Task requirements >>
Counting every line in the entries below where the word "person" occurs, report how many there are. Give only that number.

--

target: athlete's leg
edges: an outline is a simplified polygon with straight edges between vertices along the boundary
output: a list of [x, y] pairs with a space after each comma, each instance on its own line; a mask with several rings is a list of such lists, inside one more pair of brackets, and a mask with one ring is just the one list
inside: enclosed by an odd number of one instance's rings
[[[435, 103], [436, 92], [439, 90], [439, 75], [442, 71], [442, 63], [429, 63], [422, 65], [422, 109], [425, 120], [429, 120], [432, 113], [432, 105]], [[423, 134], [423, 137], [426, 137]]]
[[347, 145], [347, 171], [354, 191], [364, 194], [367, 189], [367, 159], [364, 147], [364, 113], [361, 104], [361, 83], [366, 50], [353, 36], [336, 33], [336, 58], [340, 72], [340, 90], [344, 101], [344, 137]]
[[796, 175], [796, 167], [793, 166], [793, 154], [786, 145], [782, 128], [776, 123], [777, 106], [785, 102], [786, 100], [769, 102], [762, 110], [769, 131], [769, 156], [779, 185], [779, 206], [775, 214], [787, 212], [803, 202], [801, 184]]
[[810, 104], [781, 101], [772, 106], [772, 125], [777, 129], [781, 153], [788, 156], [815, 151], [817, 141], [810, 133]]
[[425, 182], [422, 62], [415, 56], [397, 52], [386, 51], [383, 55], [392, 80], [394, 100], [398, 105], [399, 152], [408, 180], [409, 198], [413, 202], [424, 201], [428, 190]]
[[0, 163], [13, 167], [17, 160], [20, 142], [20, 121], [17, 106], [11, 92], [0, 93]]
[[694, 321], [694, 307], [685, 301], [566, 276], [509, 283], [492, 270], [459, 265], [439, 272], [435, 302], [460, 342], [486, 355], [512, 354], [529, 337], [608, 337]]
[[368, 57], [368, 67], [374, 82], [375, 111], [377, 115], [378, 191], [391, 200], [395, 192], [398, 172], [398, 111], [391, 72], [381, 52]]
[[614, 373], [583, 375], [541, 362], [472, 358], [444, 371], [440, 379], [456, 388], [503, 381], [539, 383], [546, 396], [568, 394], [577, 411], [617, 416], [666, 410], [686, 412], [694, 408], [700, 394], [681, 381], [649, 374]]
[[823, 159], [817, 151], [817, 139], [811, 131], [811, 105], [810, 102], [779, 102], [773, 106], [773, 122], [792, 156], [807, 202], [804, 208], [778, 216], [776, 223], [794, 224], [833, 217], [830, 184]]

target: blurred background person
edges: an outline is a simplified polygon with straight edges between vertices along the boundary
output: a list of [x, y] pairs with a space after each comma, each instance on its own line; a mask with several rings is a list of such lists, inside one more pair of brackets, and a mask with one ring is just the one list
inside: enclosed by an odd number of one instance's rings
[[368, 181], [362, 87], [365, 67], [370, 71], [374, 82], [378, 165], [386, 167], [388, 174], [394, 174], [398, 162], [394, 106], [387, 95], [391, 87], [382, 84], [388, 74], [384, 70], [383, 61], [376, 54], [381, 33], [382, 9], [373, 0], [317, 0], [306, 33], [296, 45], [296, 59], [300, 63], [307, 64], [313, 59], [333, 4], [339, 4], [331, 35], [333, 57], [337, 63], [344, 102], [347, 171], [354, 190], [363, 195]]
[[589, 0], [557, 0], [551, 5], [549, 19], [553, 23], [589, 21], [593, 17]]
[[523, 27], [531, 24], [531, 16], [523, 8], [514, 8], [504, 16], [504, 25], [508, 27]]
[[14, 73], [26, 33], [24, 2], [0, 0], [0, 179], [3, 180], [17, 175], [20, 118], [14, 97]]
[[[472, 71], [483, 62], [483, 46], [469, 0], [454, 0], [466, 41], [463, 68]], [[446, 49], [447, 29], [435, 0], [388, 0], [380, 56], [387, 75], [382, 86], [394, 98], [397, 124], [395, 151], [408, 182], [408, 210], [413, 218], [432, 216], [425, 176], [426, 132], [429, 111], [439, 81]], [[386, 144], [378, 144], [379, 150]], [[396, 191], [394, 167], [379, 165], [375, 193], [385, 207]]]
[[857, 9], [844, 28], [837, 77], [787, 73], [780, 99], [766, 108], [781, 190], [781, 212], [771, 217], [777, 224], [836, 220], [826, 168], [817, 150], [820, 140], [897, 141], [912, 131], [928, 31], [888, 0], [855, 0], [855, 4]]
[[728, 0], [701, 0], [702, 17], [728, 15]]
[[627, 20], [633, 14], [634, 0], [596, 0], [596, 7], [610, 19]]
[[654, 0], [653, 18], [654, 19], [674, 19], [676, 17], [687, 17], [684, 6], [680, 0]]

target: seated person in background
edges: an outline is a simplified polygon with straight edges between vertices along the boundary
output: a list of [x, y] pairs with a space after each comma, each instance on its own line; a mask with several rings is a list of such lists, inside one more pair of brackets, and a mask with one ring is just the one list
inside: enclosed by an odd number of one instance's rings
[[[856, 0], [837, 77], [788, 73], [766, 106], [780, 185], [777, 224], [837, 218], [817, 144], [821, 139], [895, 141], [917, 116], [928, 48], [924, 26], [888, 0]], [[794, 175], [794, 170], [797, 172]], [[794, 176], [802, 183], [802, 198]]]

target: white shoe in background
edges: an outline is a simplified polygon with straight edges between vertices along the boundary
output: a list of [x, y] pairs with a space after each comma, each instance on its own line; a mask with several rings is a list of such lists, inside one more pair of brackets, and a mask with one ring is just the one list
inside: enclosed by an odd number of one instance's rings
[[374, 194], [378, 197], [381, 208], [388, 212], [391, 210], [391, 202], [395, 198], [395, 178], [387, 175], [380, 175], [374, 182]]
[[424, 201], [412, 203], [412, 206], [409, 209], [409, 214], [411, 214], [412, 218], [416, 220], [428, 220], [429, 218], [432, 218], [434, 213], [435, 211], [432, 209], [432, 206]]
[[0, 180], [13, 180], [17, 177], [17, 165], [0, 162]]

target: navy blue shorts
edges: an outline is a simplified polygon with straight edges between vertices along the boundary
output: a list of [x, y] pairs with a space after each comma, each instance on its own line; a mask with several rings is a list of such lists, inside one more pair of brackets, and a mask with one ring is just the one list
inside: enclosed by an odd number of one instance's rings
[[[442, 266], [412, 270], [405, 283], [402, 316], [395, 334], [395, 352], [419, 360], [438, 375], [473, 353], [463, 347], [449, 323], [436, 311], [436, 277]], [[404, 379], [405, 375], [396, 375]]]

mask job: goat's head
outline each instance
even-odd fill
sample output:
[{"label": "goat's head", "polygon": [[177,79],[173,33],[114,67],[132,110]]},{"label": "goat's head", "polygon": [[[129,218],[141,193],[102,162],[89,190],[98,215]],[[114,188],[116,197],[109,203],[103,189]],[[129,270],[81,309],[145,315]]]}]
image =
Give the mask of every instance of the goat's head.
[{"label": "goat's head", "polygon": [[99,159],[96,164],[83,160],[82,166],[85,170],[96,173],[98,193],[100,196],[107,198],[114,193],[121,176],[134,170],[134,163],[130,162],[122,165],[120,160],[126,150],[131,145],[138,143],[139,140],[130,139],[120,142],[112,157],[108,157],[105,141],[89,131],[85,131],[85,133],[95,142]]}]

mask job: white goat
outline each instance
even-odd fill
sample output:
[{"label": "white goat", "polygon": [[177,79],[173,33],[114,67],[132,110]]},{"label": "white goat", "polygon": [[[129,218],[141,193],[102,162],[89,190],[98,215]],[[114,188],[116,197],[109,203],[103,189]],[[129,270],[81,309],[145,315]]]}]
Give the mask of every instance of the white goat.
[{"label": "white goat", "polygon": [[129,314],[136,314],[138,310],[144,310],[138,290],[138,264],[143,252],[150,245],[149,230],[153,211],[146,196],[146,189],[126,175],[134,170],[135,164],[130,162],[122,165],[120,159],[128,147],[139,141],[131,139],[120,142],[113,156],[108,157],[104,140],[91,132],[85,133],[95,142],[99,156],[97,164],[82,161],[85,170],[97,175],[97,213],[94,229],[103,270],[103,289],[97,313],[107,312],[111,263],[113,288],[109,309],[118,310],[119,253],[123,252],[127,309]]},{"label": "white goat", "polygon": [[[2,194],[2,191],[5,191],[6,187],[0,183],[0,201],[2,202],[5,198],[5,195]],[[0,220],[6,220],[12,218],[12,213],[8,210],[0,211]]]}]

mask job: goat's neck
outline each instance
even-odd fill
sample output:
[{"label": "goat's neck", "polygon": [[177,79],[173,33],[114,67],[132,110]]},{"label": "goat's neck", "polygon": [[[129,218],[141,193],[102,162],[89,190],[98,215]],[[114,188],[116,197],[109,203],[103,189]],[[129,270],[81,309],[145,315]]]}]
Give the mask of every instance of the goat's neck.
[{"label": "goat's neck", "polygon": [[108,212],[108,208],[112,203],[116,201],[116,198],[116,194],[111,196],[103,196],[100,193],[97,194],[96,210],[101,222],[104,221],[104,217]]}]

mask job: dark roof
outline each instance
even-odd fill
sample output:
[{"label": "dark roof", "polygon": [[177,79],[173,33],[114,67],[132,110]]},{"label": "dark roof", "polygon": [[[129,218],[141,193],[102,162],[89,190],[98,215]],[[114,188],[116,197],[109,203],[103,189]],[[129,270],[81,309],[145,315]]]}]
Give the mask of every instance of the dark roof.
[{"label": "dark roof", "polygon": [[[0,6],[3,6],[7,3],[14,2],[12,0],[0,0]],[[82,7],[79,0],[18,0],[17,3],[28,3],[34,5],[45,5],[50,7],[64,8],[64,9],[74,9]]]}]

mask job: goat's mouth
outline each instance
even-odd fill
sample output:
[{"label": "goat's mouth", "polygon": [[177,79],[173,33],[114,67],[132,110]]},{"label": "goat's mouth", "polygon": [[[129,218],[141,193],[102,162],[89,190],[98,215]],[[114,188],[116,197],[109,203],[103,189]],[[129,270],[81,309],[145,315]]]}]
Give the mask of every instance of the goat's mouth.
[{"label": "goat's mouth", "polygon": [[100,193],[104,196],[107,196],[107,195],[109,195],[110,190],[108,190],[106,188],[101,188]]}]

--

Solved exercise >>
2